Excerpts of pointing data
----
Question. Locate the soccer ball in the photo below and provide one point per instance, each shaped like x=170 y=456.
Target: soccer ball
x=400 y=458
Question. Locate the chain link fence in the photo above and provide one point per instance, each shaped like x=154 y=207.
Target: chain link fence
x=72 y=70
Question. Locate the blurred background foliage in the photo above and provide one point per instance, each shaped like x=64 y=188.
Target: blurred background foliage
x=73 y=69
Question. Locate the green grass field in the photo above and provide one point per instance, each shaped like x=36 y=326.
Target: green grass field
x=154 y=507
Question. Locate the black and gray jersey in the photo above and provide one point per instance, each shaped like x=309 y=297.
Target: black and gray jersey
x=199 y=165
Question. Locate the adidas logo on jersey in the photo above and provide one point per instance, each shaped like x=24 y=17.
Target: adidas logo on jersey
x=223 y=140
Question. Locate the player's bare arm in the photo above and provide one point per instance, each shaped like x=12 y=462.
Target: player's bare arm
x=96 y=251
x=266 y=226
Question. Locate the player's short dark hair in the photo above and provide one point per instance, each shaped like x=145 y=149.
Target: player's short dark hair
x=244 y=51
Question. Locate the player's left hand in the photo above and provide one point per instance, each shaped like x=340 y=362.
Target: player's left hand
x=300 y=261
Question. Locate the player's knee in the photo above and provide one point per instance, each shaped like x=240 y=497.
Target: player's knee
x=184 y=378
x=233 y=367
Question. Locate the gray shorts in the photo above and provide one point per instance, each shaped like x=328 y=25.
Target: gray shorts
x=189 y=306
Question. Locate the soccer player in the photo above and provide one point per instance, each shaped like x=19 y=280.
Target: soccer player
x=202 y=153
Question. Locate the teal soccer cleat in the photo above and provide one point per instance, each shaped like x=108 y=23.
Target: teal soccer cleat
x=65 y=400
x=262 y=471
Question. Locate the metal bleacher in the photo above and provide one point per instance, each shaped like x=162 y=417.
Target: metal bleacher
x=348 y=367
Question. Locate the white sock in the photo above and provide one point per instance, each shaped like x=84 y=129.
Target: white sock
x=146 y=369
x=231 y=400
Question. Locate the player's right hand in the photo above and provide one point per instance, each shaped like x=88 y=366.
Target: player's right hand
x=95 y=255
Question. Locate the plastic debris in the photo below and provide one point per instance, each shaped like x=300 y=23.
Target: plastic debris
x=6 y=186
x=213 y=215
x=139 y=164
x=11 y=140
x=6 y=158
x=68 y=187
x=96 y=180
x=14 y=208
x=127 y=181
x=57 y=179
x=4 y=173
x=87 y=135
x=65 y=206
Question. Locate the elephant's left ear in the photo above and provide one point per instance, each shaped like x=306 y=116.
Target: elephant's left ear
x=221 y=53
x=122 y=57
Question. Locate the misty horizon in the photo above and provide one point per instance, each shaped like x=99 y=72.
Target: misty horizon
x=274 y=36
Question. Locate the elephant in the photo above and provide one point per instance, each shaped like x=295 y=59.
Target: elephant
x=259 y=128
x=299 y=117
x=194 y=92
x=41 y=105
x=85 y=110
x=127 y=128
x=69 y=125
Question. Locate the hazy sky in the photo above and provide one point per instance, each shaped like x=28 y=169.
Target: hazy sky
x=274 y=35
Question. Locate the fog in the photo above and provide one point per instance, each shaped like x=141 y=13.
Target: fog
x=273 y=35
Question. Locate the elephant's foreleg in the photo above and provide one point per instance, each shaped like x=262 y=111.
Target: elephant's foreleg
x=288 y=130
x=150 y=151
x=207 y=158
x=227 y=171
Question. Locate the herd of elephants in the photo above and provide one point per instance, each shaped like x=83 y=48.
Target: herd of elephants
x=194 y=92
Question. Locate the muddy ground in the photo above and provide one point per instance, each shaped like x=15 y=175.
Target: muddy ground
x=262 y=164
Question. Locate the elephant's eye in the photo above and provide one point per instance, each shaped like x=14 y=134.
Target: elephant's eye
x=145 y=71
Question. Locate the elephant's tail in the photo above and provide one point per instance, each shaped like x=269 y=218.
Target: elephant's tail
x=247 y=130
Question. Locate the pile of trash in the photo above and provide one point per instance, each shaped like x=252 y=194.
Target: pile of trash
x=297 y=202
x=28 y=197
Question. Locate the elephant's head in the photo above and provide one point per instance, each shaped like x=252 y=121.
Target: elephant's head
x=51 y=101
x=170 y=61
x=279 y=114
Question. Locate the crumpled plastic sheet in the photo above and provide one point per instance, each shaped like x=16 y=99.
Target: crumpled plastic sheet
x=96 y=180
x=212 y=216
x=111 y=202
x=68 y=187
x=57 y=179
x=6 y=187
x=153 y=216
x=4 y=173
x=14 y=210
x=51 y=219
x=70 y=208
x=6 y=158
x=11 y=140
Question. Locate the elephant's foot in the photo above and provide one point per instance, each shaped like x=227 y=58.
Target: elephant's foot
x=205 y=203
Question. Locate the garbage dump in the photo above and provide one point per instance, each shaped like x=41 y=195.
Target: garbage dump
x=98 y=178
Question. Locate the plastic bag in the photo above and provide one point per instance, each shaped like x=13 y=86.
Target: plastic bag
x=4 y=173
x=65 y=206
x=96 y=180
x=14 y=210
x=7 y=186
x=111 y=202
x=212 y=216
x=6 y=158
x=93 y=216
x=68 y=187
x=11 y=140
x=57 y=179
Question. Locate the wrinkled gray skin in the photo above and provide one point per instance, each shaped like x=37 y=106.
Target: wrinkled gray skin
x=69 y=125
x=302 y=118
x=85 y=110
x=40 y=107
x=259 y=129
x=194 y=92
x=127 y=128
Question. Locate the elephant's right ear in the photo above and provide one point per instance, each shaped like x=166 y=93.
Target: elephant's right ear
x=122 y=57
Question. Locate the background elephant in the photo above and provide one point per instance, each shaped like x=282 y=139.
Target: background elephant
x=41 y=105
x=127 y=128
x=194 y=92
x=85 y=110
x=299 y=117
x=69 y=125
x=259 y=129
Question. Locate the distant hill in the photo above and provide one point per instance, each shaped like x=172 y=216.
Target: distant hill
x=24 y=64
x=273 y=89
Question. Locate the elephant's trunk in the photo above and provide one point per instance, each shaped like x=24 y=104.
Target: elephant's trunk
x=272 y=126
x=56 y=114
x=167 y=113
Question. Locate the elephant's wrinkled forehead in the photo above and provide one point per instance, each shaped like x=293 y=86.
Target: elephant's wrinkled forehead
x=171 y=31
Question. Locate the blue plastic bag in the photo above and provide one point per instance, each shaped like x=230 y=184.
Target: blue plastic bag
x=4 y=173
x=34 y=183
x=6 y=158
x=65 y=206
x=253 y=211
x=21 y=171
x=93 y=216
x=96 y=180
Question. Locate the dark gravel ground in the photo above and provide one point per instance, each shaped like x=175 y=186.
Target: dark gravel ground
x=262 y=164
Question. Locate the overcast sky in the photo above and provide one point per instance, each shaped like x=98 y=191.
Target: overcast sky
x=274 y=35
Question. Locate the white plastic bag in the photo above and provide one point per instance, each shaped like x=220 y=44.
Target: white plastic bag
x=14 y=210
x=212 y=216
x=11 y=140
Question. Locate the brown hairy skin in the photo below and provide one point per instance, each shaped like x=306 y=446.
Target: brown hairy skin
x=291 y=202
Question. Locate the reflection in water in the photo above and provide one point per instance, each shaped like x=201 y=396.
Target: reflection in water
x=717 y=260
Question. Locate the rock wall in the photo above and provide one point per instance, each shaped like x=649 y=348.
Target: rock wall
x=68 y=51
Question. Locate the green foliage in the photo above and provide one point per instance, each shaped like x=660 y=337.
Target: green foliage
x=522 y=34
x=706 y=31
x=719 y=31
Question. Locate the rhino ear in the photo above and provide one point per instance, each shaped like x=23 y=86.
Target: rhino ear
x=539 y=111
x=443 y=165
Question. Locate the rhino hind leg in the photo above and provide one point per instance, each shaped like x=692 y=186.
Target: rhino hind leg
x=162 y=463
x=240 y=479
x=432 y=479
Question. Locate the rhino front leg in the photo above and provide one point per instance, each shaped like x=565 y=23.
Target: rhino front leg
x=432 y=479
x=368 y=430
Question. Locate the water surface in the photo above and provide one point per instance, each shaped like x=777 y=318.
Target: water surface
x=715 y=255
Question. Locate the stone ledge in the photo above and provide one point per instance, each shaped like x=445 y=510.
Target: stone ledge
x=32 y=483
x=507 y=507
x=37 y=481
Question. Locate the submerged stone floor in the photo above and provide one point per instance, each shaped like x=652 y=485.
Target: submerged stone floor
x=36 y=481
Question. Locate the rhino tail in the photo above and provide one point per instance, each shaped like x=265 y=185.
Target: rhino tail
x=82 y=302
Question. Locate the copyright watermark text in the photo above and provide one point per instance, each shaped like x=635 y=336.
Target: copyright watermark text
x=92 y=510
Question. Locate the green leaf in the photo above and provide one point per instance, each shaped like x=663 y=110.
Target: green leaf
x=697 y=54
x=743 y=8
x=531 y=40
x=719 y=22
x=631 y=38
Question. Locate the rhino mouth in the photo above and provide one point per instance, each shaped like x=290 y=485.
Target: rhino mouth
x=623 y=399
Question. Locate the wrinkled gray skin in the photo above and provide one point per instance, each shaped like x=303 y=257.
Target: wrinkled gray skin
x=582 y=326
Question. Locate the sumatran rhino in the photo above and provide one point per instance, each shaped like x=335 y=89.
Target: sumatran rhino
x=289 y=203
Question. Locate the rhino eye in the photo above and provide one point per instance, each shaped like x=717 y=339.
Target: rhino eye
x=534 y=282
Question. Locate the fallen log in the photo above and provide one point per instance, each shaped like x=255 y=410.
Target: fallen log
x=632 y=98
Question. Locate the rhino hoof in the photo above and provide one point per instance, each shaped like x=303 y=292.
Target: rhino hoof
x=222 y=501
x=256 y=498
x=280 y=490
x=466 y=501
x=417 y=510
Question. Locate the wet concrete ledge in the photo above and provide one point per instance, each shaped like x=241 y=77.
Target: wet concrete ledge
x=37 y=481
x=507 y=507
----
What is expected:
Rewrite the entries from the start through the line containing "x=300 y=261", changing "Locate" to "Find" and leaving everything else as it is.

Complete response:
Question. Find the soccer ball in the photo below and provide one point per instance, each shaped like x=170 y=456.
Target: soccer ball
x=400 y=458
Question. Find the chain link fence in the photo above and provide one point per instance, each shaped like x=154 y=207.
Target: chain link fence
x=72 y=70
Question. Find the blurred background foliage in the photo above and provide one point per instance, each shaped like x=64 y=188.
Target: blurred background foliage
x=73 y=69
Question. Find the green grass field in the photo above and provide one point per instance, each shaped like x=36 y=326.
Target: green grass field
x=154 y=507
Question. Find the black and gray jersey in the photo above and provide one point per instance, each shaped like x=309 y=297.
Target: black and gray jersey
x=199 y=165
Question. Find the adidas logo on jersey in the photo above and provide one point per instance, each shaped like x=24 y=17.
Target: adidas logo on jersey
x=223 y=140
Question. Find the player's bare arm in the photo above and provide one point per instance, each shaped like x=12 y=462.
Target: player's bare arm
x=96 y=251
x=266 y=226
Question. Find the player's short dark hair in the photo above and provide one point per instance, each shaped like x=145 y=149.
Target: player's short dark hair
x=244 y=51
Question. Find the player's left hand in the photo above and provide one point per instance, each shaped like x=340 y=362.
Target: player's left hand
x=300 y=261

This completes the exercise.